# Ideas for coping with fertility issues?



## lily1980 (Feb 2, 2012)

I have found this website an absolute god send for information but also for support from all the lovely ladies on here.  I've had a really bad few months recently - feeling exceptionally down, crying for no reason, scared to go to GP incase they said I needed anti depressants and that would affect my fertility even further.  I think as well I was so bogged down with me that I failed to notice the impact on my DH who is not one for sharing his feelings - it took my mother pointing out to me that my marriage looked like it was suffering to really take note - and even then it still took such an effort to think about anything other than desperately wanting to be pregnant.

The last few weeks I have felt so much better and I thought maybe it would be useful for us ladies to have a thread to share any ideas for coping with this time in our lives.  

I know everyone is different and please believe me when I say I'm not a natural gym bunny but I have restarted all my exercise classes recently and I honestly think whatever chemicals are getting released are helping me feel better.  I'm forcing myself to go to classes even if I can't be bothered and after an hour of bodycombat the release of stress is great.  I'm also getting my previous level of fitness back which is energising and helping me sleep better.

As me and DH no longer have wild nights out - partly because I'm not drinking but also we have so outgrown that (a nice dinner wins anytime!) - we have taken up a new hobby together.  Golf!!!  He is an ok player and I'm terrible but we have been up to the driving range and have such a laugh and it good fun doing something together.

### BRIEF A:
In the forum thread on coping with fertility issues, what new hobby did the poster and DH take up together?
### BRIEF B:
Continue the forum thread on coping with fertility issues from its last sentence.
None of the entries are needed here.

### DATA UNDER STUDY:
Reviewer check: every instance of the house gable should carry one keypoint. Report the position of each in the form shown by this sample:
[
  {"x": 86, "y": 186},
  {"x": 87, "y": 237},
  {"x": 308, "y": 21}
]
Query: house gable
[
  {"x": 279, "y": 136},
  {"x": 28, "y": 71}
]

### EXERCISE OUTPUT A:
Golf.

### EXERCISE OUTPUT B:
Anyone else got any ideas on how they cope with this time in our lives and stop it being the total focus of every waking moment? x


----------



## staceysm (Nov 18, 2010)

Hi Lily,

I hope you don't mind me replying.

We do have a DS now, but TTC took over our life's for 4 years.

I don't know your financial situation, but as me and DH both worked we were comfortable.  We basically enjoyed life, as we knew that when a child come along, either biologically or through adoption then our life would be very limited.

We went on lovely holidays, weekend's away, theatre and hotel breaks in London.  It also doesn't have to cost a lot as we would look at last minute cheap deals.

I am so glad we done all those things, as now all we can manage is Centre Parc's or a week at Butlins!

I wish you all the best.

Stacey
X


----------



## lily1980 (Feb 2, 2012)

Thanks for replying Stacey. Myself and DH both work so we are ok money wise and have been going for meals and other night's out although we did have a lull over the summer. Also planning some winter sunshine in January but only if I'm not pg so will book at Christmas.

Positive mood still here so think the exercise is working!!!x


----------



## Nosilab (Jun 29, 2011)

Hi lily1980

It's great that you've started up your classes again, and that you and DH are enjoying golf together, sounds perfect and lots of fun.  Sounds like you're heading in the right direction in terms of looking after yourself.  I know docs always suggest exercise for anyone experiencing low moods as the chemicals that are released help re-balance things (apparently!).  I'm not sure if it's the same thing for me, as I don't really do (or enjoy) exercise but what I've done to help me cope with our IF journey is to keep creative!  I've done pottery on and off for about 24 years now!  I absolutely love it so I do that on a weekly basis, I've also started going to a sewing class, sounds boring I know, but I'm loving being creative there too!  Also, a while a go I did belly dancing but gave it up part way through my treatment as everything started to get too much for me, so something had to give.  But I'm thinking of taking it up again as it was such a good laugh and a fun way of getting exercise  

So like you, I think the key is to try and keep busy doing things you enjoy and that help keep your mind distracted, it gives our minds a bit of time out.  DH and I also try and do nice things together, like mini weekend breaks away or nice days out.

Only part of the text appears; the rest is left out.